* **THE PROBLEM**
In the records below, find the line that contains "positive clicks: (273, 207)" and the line that contains "box: [247, 203, 331, 254]", then retype exactly those two lines and every line between them.

* **DATA RECORDS**

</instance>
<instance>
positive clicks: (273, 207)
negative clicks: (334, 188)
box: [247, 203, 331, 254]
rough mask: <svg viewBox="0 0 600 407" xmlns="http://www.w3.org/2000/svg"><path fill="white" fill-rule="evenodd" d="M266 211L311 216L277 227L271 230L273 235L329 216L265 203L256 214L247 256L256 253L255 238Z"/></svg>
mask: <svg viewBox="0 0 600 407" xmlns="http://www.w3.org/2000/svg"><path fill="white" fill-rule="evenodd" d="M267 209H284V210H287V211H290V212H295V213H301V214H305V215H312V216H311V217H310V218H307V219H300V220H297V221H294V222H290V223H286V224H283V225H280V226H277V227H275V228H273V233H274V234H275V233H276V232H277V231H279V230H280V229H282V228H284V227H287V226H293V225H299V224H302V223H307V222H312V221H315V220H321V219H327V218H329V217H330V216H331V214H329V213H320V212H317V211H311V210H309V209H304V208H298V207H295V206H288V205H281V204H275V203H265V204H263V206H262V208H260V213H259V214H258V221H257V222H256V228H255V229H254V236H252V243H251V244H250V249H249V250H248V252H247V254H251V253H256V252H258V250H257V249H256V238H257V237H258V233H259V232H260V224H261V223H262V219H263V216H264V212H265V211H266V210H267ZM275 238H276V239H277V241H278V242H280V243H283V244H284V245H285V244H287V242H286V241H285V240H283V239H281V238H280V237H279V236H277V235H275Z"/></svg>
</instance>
---
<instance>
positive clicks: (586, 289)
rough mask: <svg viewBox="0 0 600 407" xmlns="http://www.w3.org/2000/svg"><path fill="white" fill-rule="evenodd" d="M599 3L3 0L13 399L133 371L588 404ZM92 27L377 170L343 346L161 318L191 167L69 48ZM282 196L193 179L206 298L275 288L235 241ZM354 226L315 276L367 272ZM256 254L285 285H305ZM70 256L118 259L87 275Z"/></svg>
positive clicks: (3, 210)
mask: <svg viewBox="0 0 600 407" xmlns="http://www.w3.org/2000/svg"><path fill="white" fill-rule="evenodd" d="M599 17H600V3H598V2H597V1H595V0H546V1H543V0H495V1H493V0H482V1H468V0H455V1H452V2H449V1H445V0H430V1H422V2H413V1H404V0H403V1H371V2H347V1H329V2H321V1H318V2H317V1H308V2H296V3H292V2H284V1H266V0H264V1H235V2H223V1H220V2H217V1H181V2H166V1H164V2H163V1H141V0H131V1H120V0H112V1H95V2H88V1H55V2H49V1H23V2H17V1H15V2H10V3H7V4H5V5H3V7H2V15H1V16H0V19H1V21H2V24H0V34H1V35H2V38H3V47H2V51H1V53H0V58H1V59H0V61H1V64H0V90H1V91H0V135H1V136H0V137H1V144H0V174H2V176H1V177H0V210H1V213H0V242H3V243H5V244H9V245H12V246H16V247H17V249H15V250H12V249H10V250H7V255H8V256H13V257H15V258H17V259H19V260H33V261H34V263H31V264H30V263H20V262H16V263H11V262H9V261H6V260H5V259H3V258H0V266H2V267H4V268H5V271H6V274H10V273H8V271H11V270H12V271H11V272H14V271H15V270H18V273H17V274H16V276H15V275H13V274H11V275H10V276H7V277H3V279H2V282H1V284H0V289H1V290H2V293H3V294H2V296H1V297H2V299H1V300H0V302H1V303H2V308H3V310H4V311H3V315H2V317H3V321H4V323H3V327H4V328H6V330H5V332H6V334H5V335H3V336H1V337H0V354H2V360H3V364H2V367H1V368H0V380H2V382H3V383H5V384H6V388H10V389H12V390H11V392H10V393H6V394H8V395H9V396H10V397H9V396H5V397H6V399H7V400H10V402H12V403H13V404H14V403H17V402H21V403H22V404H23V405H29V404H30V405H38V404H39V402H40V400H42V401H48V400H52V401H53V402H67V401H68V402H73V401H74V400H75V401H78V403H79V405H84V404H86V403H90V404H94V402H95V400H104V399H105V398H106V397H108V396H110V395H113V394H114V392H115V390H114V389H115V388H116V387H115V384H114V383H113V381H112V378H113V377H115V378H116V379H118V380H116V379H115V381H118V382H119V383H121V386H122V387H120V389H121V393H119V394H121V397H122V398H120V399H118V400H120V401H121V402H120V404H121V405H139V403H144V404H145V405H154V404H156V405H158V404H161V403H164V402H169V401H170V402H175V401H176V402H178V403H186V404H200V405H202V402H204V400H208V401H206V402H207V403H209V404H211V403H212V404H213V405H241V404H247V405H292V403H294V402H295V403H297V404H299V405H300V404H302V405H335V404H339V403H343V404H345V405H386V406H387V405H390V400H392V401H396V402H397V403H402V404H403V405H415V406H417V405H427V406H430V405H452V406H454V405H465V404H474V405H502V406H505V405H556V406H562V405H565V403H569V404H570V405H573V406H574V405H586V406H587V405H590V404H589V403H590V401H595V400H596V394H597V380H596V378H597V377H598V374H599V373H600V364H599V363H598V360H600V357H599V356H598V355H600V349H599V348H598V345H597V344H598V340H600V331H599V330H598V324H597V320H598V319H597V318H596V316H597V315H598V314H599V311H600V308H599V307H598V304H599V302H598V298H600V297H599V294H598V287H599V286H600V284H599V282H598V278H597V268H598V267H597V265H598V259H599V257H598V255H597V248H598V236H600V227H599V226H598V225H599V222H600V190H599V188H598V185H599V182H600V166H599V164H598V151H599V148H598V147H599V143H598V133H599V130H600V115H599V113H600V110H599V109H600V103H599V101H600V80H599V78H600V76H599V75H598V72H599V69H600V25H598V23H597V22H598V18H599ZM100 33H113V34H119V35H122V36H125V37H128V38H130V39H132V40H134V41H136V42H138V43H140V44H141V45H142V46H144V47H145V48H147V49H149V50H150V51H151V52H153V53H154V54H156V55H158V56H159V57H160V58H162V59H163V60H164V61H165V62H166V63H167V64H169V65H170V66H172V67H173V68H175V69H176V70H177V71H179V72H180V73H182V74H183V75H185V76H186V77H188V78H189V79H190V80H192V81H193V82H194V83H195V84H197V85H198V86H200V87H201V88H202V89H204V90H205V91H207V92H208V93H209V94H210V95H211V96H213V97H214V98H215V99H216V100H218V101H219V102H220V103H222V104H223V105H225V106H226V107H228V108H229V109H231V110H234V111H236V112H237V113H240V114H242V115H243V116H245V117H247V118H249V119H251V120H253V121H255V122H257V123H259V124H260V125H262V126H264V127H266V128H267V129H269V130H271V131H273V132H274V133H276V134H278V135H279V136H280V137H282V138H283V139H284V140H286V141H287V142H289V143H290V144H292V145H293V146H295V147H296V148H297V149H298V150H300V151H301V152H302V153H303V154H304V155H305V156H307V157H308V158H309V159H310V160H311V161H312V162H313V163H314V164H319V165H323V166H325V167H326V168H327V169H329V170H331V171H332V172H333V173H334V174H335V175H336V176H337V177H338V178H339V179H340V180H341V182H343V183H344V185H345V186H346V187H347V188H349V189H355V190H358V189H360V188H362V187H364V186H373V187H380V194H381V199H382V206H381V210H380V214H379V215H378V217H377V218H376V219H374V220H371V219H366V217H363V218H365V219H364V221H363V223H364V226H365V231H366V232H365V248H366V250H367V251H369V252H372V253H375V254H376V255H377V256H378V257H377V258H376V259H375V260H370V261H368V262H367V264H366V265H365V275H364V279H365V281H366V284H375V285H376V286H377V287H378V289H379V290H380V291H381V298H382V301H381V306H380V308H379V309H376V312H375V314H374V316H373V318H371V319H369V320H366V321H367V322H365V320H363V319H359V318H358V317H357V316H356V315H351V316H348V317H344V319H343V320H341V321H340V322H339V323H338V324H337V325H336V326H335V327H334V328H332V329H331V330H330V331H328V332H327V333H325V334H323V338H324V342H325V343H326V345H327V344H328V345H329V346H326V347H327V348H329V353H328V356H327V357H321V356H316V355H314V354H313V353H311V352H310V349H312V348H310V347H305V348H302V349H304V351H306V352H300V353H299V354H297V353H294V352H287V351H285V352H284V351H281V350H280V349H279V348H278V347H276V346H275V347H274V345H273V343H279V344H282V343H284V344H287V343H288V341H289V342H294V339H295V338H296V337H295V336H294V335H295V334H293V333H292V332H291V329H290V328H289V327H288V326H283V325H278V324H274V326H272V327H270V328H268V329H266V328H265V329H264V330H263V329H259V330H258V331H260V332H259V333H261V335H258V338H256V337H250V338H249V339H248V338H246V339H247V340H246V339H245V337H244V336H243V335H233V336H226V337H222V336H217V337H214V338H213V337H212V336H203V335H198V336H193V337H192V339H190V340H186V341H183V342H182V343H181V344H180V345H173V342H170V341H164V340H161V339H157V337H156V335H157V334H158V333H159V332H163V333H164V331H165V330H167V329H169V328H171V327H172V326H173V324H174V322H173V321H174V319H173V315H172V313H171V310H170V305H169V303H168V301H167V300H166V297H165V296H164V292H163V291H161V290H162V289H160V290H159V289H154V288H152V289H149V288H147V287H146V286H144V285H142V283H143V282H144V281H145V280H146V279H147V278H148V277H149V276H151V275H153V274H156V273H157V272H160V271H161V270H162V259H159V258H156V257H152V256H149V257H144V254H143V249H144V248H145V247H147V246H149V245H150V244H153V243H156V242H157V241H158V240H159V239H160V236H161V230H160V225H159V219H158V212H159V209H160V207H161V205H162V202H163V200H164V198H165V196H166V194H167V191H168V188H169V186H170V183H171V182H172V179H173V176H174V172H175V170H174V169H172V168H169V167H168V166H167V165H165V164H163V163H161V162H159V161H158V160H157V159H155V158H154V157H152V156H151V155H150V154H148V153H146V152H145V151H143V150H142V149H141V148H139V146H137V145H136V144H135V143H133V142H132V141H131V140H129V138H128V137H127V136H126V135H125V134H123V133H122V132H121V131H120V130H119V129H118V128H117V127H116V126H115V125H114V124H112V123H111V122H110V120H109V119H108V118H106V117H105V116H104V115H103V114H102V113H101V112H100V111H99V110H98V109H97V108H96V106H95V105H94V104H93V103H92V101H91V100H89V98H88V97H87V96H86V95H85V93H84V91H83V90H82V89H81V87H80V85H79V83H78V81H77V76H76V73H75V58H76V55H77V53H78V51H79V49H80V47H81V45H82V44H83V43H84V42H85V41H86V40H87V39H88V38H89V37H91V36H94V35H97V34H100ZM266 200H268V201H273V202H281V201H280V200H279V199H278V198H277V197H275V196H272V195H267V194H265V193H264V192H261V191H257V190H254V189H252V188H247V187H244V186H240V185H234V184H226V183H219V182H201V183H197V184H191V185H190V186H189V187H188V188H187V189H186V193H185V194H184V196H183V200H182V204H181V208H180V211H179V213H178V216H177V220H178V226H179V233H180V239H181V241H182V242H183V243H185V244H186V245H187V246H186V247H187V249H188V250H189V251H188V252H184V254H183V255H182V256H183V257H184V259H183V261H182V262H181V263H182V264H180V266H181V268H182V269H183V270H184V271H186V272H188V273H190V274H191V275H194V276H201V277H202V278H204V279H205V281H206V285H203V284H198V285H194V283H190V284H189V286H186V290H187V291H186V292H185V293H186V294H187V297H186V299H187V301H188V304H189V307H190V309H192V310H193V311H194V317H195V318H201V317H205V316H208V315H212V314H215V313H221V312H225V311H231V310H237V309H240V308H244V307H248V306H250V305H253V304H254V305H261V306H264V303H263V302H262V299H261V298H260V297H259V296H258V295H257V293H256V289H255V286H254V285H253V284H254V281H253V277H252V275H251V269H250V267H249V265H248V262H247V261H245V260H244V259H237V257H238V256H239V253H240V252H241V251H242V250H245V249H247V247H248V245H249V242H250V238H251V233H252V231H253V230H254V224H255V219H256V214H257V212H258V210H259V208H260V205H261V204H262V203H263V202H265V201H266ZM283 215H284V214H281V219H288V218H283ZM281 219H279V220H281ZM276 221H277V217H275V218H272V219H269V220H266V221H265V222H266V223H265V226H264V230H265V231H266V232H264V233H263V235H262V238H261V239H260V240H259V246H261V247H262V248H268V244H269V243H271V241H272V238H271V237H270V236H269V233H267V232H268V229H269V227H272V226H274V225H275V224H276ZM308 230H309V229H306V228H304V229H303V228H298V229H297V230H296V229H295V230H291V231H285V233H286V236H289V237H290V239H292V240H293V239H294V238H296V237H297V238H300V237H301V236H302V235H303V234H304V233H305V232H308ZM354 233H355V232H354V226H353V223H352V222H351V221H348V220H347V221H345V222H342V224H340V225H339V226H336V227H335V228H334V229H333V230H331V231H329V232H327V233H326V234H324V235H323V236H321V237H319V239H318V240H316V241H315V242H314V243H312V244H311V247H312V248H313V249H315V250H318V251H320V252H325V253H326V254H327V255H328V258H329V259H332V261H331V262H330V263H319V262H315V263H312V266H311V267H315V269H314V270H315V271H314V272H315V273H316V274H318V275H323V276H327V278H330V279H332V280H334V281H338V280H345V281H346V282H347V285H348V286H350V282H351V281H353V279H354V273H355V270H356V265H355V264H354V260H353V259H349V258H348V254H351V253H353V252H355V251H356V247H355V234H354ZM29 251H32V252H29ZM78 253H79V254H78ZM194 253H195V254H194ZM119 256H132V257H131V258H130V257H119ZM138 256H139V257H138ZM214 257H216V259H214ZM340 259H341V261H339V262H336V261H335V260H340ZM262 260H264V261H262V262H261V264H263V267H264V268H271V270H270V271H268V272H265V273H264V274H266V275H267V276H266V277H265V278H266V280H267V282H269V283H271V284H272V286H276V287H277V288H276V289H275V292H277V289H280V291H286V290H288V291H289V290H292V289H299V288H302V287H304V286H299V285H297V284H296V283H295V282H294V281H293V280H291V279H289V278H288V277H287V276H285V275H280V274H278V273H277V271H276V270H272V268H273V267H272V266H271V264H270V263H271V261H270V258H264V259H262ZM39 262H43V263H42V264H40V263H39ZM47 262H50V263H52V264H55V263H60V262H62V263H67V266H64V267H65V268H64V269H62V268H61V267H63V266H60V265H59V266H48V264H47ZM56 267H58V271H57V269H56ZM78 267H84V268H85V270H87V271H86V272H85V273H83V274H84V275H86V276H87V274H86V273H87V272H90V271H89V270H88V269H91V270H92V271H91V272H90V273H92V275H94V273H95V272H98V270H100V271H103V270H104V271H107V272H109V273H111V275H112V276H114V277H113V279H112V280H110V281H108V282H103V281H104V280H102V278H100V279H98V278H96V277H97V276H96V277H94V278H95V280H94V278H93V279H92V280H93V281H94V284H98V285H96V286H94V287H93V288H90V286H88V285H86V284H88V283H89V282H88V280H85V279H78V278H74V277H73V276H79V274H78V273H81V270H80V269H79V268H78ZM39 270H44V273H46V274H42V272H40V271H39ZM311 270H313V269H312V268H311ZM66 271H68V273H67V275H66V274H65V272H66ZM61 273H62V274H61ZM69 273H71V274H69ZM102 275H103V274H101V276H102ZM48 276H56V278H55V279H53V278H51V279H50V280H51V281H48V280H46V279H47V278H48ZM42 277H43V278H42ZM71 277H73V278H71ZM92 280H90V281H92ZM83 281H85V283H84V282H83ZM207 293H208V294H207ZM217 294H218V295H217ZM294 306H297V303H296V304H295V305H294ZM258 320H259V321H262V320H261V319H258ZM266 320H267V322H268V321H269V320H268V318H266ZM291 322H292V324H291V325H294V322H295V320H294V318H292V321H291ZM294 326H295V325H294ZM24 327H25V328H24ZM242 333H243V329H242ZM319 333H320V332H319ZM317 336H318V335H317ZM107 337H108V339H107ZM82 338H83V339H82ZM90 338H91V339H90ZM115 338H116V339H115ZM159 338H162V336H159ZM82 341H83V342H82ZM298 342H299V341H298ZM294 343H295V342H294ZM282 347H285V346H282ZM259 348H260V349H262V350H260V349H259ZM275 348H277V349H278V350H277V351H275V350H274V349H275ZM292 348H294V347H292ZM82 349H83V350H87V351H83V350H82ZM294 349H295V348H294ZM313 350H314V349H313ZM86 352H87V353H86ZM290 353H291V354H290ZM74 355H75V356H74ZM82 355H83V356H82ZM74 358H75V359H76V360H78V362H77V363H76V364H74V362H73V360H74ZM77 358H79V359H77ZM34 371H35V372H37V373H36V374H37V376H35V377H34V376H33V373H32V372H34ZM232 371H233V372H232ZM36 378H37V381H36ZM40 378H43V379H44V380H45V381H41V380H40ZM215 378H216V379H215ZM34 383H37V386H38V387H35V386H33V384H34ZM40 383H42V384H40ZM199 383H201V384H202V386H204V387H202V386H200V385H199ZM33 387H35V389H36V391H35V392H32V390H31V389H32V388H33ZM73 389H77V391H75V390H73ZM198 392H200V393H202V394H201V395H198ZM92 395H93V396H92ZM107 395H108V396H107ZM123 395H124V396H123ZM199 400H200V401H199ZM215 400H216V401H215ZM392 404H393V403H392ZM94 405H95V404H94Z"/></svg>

* **SOLUTION FOR THIS PROBLEM**
positive clicks: (273, 207)
negative clicks: (334, 188)
box: [247, 203, 331, 254]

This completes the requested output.